(What is required) Rewrite all of the records with every "brown floodwater" changed to "muddy floodwater", keeping everything else the same and omitting the pictures from your answer.

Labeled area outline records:
.....
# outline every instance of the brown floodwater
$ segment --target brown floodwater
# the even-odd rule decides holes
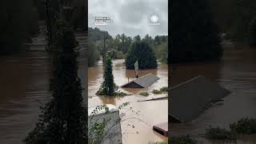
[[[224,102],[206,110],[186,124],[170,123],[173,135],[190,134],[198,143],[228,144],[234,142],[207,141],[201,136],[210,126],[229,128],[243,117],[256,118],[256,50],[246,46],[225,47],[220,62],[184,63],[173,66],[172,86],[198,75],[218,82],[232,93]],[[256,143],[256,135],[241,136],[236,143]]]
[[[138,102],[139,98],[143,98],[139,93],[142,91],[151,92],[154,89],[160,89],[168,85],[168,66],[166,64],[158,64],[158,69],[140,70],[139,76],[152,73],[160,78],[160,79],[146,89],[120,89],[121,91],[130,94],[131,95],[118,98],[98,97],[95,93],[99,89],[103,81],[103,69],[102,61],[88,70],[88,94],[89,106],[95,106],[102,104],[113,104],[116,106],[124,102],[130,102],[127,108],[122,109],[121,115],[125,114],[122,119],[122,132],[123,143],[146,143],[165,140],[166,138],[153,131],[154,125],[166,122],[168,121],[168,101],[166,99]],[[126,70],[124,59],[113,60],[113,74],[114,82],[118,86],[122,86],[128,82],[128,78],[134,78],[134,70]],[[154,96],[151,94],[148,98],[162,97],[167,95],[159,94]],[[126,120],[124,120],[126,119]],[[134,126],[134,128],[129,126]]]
.....
(The result)
# outline every instance of the muddy floodwater
$ segment --target muddy floodwater
# the even-odd rule decides holes
[[[224,102],[206,110],[186,124],[170,123],[173,135],[190,134],[198,143],[228,144],[234,142],[207,141],[201,136],[210,126],[229,128],[243,117],[256,118],[256,50],[246,46],[225,47],[220,62],[184,63],[173,66],[172,86],[198,75],[218,82],[232,93]],[[256,143],[256,135],[241,136],[236,143]]]
[[[138,102],[139,98],[143,98],[139,93],[142,91],[151,92],[154,89],[160,89],[168,85],[168,66],[166,64],[158,64],[158,69],[140,70],[139,76],[152,73],[160,78],[160,79],[146,89],[120,89],[121,91],[130,94],[131,95],[118,98],[98,97],[95,93],[99,89],[103,81],[103,69],[102,61],[88,70],[88,94],[89,106],[95,106],[102,104],[113,104],[116,106],[124,102],[130,102],[127,108],[122,109],[121,115],[125,114],[122,119],[122,132],[123,143],[146,143],[165,140],[166,138],[153,131],[154,125],[166,122],[168,121],[168,101],[166,99]],[[126,70],[124,59],[113,60],[113,74],[114,82],[118,86],[122,86],[128,82],[128,78],[134,78],[134,70]],[[154,96],[151,94],[148,98],[162,97],[167,95],[159,94]],[[126,120],[124,120],[126,119]],[[134,126],[134,128],[129,126]]]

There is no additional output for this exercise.